▸ **Written task**: Rewrite every one of the rows below, swapping each occurrence of "a point for each instance" for "one point per instance" and leaving everything else as it stands.

──────── Extracted entries ────────

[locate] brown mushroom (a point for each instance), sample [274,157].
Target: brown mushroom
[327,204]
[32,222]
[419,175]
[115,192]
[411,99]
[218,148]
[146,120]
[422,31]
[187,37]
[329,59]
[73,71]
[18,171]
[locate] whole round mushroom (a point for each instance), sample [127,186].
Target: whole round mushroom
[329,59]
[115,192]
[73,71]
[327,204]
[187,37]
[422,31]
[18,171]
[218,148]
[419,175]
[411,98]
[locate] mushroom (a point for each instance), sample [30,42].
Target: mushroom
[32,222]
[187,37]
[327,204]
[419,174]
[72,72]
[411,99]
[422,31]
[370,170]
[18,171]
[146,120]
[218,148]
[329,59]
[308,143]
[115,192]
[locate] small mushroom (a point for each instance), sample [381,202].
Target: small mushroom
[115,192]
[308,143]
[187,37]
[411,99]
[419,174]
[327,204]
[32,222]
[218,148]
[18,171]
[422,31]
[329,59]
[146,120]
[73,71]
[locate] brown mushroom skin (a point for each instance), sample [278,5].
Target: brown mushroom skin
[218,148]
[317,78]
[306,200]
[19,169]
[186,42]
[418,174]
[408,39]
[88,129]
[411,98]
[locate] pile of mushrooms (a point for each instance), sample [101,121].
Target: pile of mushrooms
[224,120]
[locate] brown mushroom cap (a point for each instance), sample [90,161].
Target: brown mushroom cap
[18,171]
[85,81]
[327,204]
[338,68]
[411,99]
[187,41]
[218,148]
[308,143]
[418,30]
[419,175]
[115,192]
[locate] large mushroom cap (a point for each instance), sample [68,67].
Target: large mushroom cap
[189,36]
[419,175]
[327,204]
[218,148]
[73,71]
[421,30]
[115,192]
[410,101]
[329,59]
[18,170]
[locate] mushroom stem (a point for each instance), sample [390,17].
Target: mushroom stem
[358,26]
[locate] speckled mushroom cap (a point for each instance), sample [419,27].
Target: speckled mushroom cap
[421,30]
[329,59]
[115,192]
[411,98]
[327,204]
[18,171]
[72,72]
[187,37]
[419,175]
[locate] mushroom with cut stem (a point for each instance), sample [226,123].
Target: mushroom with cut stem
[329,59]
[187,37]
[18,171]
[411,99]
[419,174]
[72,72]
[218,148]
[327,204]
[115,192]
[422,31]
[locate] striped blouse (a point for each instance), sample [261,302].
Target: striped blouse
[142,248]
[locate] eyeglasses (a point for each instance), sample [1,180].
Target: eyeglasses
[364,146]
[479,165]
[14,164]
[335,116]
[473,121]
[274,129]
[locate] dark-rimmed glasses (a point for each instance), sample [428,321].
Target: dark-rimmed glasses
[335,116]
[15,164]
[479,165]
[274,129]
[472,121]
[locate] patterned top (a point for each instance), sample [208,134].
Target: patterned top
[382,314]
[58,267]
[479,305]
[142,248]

────────

▸ **Result**:
[locate] brown mushroom (one point per instance), sample [274,157].
Target: brown mushroom
[327,204]
[32,222]
[419,175]
[115,192]
[411,99]
[218,148]
[146,120]
[422,31]
[187,37]
[329,59]
[73,71]
[18,171]
[locate] whole round mushroom (one point per instance), sample [127,186].
Target: whole round mushroom
[329,59]
[115,192]
[73,71]
[327,204]
[187,37]
[422,31]
[18,171]
[218,148]
[419,175]
[411,98]
[locate] mushroom (one point per instance), sample [30,42].
Target: mushroom
[32,222]
[187,37]
[327,204]
[419,174]
[72,72]
[411,99]
[422,31]
[370,170]
[18,171]
[146,120]
[218,148]
[329,59]
[308,143]
[115,192]
[locate] small mushroom (one point per instance), sample [381,202].
Target: small mushroom
[115,192]
[308,143]
[187,37]
[411,99]
[419,174]
[327,204]
[32,222]
[218,148]
[18,171]
[422,31]
[329,59]
[146,120]
[73,71]
[locate] brown mushroom skin (one point per instance), sample [278,5].
Target: brown mushroom skin
[218,148]
[317,78]
[306,200]
[19,169]
[186,42]
[418,174]
[408,39]
[88,129]
[411,98]
[locate] pile of mushrooms (one point per instance), sample [101,121].
Target: pile of mushrooms
[224,120]
[locate] brown mushroom cap (one point per instance), sample [90,161].
Target: brown mushroom cap
[18,171]
[85,81]
[327,204]
[338,68]
[411,99]
[187,41]
[218,148]
[308,143]
[418,30]
[419,175]
[115,192]
[locate] large mushroom cap (one point per instance), sample [68,67].
Target: large mushroom cap
[189,36]
[419,175]
[327,204]
[218,148]
[73,71]
[421,30]
[115,192]
[410,101]
[329,59]
[18,170]
[locate] mushroom stem (one point per instance), sample [390,17].
Target: mushroom stem
[358,26]
[locate] speckled mushroom cap (one point per instance), sample [419,27].
Target: speckled mushroom cap
[421,30]
[329,59]
[115,192]
[411,98]
[327,204]
[18,171]
[72,72]
[187,37]
[419,175]
[locate] mushroom with cut stem (one point per instance), sample [226,123].
Target: mushroom with cut stem
[329,59]
[187,37]
[18,171]
[411,99]
[419,174]
[72,72]
[218,148]
[327,204]
[115,192]
[422,31]
[locate] striped blouse (one point per instance), sample [261,302].
Target: striped blouse
[142,248]
[locate] eyeglasses (one point per instance), sample [1,180].
Target: eyeglasses
[364,146]
[479,165]
[14,164]
[335,116]
[473,121]
[274,129]
[locate] dark-rimmed glasses (one point per instance), sample [428,321].
Target: dark-rimmed glasses
[335,116]
[15,164]
[479,165]
[274,129]
[472,121]
[locate] patterned top (one point per instance), sample [208,134].
Target: patterned top
[382,314]
[58,267]
[479,305]
[142,248]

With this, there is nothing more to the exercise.